§ **Work task**: Collect each line of the entries that holds the string "query".

Saved entries

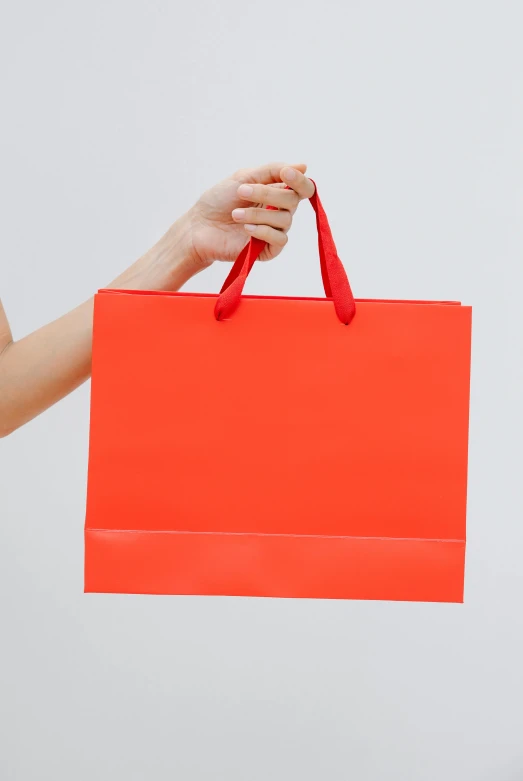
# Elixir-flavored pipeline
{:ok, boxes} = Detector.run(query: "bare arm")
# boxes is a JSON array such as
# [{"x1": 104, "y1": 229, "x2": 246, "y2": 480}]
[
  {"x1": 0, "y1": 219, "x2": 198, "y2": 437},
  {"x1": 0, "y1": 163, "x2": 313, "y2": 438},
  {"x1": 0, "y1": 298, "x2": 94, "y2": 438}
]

--

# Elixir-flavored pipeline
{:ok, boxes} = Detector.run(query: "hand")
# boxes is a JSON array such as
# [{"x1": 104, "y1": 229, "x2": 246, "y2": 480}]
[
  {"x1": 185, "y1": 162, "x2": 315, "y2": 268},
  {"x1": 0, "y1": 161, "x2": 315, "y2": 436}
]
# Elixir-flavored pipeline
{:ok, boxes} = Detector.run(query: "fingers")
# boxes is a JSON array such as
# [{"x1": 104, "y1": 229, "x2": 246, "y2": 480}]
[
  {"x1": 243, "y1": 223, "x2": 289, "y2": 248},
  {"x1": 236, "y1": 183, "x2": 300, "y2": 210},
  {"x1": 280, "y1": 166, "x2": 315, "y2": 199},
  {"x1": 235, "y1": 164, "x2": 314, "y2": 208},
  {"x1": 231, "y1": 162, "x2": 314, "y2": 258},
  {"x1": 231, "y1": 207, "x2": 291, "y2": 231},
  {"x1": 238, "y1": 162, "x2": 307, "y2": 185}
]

§ **Output**:
{:ok, boxes} = Detector.run(query: "bare arm")
{:ok, boxes} = Detector.run(query: "hand")
{:ok, boxes} = Detector.run(query: "fingers")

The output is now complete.